Set problem 1
Read the passage on the video view-synthesis method and decide whether each statement agrees with it. Answer yes or no for each, and quote the words from the passage that settle it.
(a) The VNVS Block updates both the video features and the text features.
(b) Each training video has 49 frames at 480×480 resolution.
(c) The synthetic data pipeline was built with Blender.
Set problem 2
In the passage on the video view-synthesis method, how many GPUs are used for training, and of what type?
Set problem 3
Carry on the passage on the video view-synthesis method, picking up right after its final heading.

Page
+ + + +
Since the correspondence accuracy in real videos is limited by optical flow noise, a synthetic pipeline is used as a supplement. Built with Houdini’s Procedural Dependency Graph (PDG), it uses USD format assets with variants for diverse appearances. The pipeline includes combined scenes based on SpatialLM layouts, procedural humans with randomized features/actions, and smooth camera trajectories sampled in 3D space with strict obstacle avoidance. For synthetic scenes, \(\mathbf{I}^s, \mathbf{I}^t, \mathcal{P}\), and \(\mathbf{T}^r\) are known, allowing for the calculation of exact \(\mathbf{C}^r\).

3. Architecture: Correspondence Projector + VNVS Block for Injection

To feed the 9-channel control signal into an MMDiT model originally designed for "text + video," two modules are designed. The Correspondence Projector uses convolutional layers and a patchify layer to encode the signal into control tokens \(\mathbf{F}_{\text{cor}}\) aligned with the DiT latent tokens. The VNVS Block is inserted between pre-trained blocks, taking video features \(\mathbf{F}_{\text{vid}}\) and control tokens \(\mathbf{F}_{\text{cor}}\). It updates only video features while keeping text features unchanged. The attention is formulated as:

\[\mathbf{F}_{\text{vid}} \leftarrow \mathbf{F}_{\text{vid}} + \mathrm{Attn}(\mathbf{Q}_{\text{vid}}+\mathbf{Q}_{\text{cor}},\ \mathbf{K}_{\text{vid}}+\mathbf{K}_{\text{cor}},\ \mathbf{V}_{\text{vid}}+\mathbf{V}_{\text{cor}})\]

Q/K/V projections of video and control tokens are added for joint attention—justified by their spatial alignment. Two design choices are critical: (1) Explicit decoupling from text tokens to preserve prompt-following; (2) Omitting FFN layers, as FFNs carry long-term memory while attention carries instantaneous context; "controllability" belongs to the latter.

Loss & Training

Training utilizes a standard flow matching loss, with correspondence between source/target clips as the self-supervised control condition. Each video contains 49 frames at 480×480 resolution. RAFT follows for training correspondence, and GeometryCrafter for inference depth. Training is conducted on 64 A100 GPUs with a world batch size of 256 and a learning rate of \(4\times10^{-5}\). Real data comes from SpatialVID (~3 million monocular videos), supplemented by 10k synthetic samples.

Key Experimental Results

Main Results (Single-view dataset, 400 clips from Panda-70M)
+ + + +
Data rows
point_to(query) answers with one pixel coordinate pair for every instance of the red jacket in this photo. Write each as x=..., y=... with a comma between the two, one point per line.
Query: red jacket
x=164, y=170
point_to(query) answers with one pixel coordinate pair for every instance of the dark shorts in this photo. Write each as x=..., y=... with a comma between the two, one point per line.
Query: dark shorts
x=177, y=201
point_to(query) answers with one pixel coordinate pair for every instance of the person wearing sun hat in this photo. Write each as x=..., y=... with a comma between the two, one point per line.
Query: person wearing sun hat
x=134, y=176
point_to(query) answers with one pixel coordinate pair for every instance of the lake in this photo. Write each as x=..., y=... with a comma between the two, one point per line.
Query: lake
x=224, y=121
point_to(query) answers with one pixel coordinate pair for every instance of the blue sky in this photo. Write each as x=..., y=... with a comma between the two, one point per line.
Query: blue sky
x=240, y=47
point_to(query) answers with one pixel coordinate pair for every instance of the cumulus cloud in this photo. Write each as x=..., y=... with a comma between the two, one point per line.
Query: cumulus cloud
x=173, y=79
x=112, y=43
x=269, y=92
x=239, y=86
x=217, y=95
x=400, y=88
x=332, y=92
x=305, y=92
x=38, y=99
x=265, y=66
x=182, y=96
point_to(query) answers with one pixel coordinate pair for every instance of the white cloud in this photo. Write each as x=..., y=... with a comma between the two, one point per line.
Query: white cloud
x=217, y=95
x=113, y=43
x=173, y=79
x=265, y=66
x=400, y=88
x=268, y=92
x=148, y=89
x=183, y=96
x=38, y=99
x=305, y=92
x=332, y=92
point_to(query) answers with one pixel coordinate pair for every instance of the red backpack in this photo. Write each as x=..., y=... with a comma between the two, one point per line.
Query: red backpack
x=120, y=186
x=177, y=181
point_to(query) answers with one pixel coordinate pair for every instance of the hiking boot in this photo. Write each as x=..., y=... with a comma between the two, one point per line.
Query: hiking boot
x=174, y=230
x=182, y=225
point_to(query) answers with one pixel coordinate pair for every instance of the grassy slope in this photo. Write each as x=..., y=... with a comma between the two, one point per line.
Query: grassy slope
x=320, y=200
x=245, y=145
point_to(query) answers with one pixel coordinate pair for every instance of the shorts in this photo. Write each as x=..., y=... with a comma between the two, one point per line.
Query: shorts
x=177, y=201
+ + + +
Task result 1
(a) No: "It updates only video features while keeping text features unchanged."
(b) Yes: "Each video contains 49 frames at 480×480 resolution."
(c) No: "Built with Houdini’s Procedural Dependency Graph (PDG)"

Task result 2
64 A100 GPUs.

Task result 3
Method FID ↓ FVD ↓ CLIP-V ↑ RotErr ↓ TransErr ↓
GEN3C 69.35 442.70 90.14 6.98 299.68
TrajectoryCrafter 68.94 425.20 90.41 6.65 320.38
Voyager 68.41 414.89 91.07 7.04 347.57
ReCamMaster-Wan 83.71 635.86 86.21 12.29 737.71
Ours 62.83 411.17 91.81 6.48 286.77

Ours achieves SOTA across all metrics. Inpainting-based methods (GEN3C, Voyager, TrajectoryCrafter) exhibit severe artifacts or holes in occluded areas. ReCamMaster-Wan, using implicit geometry (camera matrices), results in nearly static trajectories and generalizes poorly to novel movements.

Main Results (iPhone dataset, pixel-wise evaluation with ground truth)

Method PSNR ↑ SSIM ↑ LPIPS ↓
GEN3C 14.09 0.304 0.531
TrajectoryCrafter 14.13 0.309 0.539
Voyager 14.03 0.303 0.513
ReCamMaster-Wan 10.25 0.318 0.709
Ours 14.85 0.336 0.468

Ablation Study (Single-view dataset)

Config FID ↓ FVD ↓ RotErr ↓ TransErr ↓
Full model 62.83 411.17 6.48 286.77
+ DoubleProj 65.17 439.77 6.27 282.85
w/o RealData 64.26 472.62 6.79 318.61
w/o SynData 63.61 409.16 6.58 308.92

Key Findings

  • Real data determines quality, synthetic data determines control: Removing real data causes significant degradation in FVD (472.62), while removing synthetic data increases pose error, showing that synthetic data enhances camera control precision.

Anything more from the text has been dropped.